Task directions:
Reproduce everything in the listing from the line containing "Batch job #47 — class: rural" down to the line containing "7;0;640;359", switching "rural property" to "farm property" and leaving the rest unchanged.

Source data:
------------------------------------------------------------------------

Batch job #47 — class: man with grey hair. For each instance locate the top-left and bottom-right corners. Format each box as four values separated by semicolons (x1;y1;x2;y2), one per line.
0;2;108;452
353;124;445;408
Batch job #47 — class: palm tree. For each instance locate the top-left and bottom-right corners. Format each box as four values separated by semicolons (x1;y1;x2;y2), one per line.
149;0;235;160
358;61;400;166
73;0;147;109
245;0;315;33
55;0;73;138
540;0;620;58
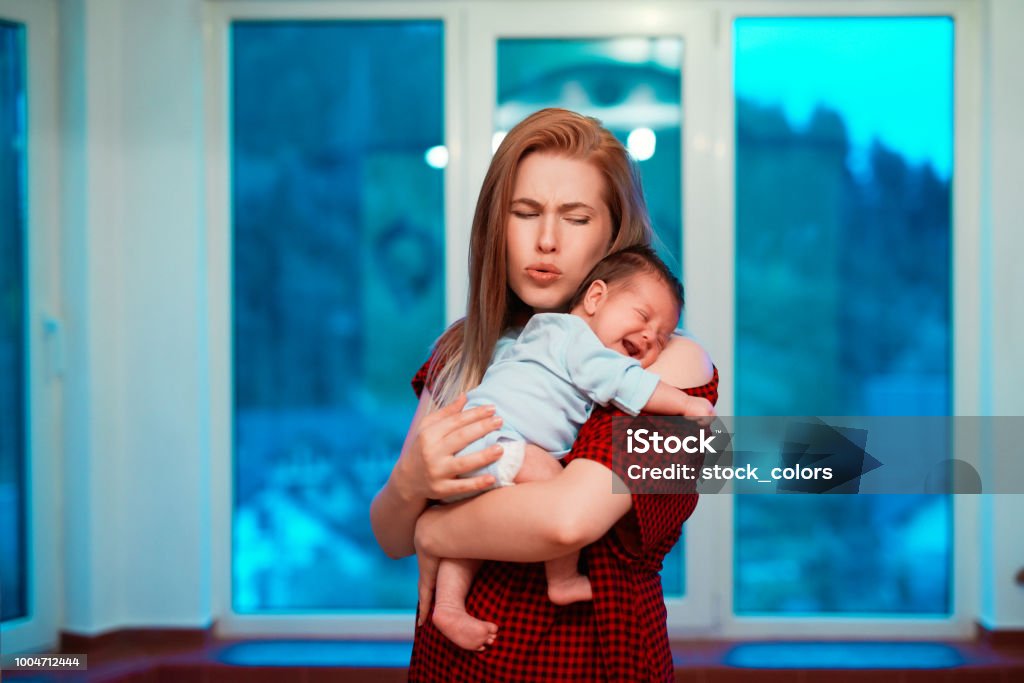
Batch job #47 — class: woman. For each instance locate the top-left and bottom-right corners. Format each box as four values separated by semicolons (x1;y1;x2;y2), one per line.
371;110;718;681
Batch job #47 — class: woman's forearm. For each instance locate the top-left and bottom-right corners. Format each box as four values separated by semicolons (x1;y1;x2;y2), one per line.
416;460;632;562
370;479;427;559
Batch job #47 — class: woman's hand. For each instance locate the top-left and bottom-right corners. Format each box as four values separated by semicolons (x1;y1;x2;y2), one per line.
392;394;502;501
370;389;502;558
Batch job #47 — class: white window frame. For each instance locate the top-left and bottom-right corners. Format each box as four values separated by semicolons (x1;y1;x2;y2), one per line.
0;0;63;653
204;0;983;638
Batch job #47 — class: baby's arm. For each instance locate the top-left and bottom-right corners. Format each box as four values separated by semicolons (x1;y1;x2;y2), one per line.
643;382;715;418
515;443;562;483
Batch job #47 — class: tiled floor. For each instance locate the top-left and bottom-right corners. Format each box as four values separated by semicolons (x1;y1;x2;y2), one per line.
3;640;1024;683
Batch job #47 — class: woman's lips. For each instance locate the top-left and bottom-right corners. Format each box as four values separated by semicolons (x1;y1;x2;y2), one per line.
526;263;562;283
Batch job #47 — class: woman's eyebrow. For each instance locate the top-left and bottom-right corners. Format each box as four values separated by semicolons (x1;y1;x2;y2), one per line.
558;202;594;211
512;197;542;209
512;197;594;213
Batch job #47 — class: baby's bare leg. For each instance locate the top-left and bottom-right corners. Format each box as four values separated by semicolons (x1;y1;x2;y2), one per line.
516;445;594;605
432;559;498;651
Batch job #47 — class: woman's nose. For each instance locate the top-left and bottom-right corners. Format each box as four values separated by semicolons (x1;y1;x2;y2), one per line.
537;216;558;254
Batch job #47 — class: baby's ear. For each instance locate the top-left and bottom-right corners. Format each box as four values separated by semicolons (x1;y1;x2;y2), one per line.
583;280;608;315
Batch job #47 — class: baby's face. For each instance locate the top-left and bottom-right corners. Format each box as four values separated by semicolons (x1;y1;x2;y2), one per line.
585;273;679;368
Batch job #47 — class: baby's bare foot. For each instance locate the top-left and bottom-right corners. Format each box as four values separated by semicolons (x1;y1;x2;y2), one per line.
548;573;594;605
433;604;498;652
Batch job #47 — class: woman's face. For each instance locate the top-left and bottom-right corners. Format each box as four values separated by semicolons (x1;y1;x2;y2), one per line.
506;152;611;312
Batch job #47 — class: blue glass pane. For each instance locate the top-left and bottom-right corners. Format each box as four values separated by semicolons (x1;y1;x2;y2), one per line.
231;20;444;612
495;38;683;275
662;524;686;598
0;22;29;622
734;17;953;614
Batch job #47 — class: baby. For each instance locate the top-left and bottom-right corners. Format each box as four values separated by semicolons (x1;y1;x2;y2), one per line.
433;246;714;650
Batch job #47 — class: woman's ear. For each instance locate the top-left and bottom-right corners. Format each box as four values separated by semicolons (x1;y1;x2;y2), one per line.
583;280;608;315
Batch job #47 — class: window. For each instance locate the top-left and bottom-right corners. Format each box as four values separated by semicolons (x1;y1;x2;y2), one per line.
230;20;445;613
0;17;29;622
733;17;953;615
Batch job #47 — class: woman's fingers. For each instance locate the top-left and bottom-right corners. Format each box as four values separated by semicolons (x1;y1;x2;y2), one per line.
416;550;440;626
449;444;502;479
444;474;495;499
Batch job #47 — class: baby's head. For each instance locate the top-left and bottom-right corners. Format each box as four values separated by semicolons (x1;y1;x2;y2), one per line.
569;246;683;368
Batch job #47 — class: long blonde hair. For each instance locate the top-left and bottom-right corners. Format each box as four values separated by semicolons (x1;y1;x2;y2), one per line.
427;109;651;405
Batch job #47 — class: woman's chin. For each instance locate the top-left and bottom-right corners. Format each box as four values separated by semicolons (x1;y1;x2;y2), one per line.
523;296;566;313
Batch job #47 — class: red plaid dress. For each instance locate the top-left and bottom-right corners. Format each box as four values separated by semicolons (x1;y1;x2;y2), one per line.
409;361;718;683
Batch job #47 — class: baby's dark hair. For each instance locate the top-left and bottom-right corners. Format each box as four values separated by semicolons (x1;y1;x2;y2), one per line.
569;245;683;310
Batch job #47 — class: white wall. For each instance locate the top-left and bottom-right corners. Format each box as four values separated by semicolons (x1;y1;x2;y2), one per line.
54;0;1024;634
60;0;211;634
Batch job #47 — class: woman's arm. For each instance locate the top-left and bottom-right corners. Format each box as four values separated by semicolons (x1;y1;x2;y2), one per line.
416;459;633;562
370;389;502;559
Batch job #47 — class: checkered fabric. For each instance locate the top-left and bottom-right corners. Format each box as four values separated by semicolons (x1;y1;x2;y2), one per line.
409;361;718;683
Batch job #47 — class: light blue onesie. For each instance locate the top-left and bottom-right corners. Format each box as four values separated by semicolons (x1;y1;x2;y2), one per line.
456;313;658;493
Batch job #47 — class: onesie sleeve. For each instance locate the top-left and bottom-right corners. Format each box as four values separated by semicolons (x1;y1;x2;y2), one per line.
564;315;659;415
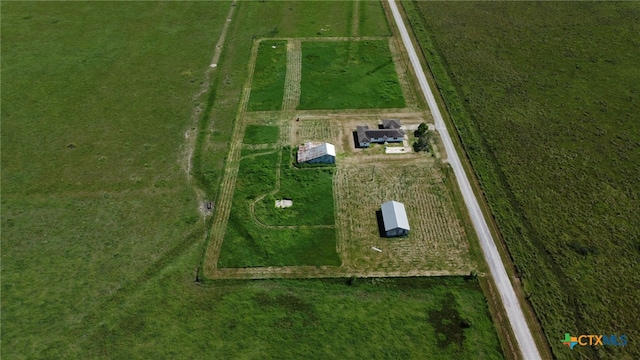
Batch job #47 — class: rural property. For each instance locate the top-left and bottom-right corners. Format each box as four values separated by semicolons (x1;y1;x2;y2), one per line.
7;0;640;359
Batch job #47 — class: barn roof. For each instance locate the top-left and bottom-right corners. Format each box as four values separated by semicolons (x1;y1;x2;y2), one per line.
382;119;402;129
380;200;410;231
298;142;336;163
356;126;404;143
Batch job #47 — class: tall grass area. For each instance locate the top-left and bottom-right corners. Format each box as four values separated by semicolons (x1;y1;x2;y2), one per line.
298;40;405;109
247;40;287;111
404;2;640;359
218;149;340;268
255;147;335;226
0;2;229;359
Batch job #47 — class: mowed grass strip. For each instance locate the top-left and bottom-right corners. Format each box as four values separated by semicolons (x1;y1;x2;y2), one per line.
255;148;335;225
218;152;340;268
298;40;405;110
406;2;640;359
247;40;287;111
242;125;280;145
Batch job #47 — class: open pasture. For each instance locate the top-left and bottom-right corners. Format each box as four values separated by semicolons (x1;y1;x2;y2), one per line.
242;124;280;145
405;1;640;359
298;40;405;110
247;40;287;111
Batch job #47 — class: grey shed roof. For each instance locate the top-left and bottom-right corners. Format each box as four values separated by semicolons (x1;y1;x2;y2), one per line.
380;200;410;231
382;119;402;129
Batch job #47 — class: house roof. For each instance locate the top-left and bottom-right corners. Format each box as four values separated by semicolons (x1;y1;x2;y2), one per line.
356;126;404;143
380;200;410;231
298;142;336;163
382;119;402;129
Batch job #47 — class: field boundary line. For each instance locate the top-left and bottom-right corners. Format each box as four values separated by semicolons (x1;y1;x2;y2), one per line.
204;41;260;276
211;266;469;279
282;39;302;116
351;0;360;37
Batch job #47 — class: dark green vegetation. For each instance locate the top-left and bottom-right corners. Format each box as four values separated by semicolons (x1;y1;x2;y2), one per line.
218;149;340;268
353;0;391;36
405;2;640;359
242;125;280;144
0;2;228;359
298;40;405;109
255;148;335;225
247;40;287;111
0;1;496;359
413;123;431;152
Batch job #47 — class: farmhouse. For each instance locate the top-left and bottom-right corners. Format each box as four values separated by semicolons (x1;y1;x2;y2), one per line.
298;142;336;164
356;120;404;147
380;200;409;237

------------------------------------------------------------------------

Output:
Batch job #47 — class: farm property. For each instance locate the top-left and bottom-right corners. Format each box as four values separated by semicolons (x1;y1;x2;y2), one per line.
7;0;640;359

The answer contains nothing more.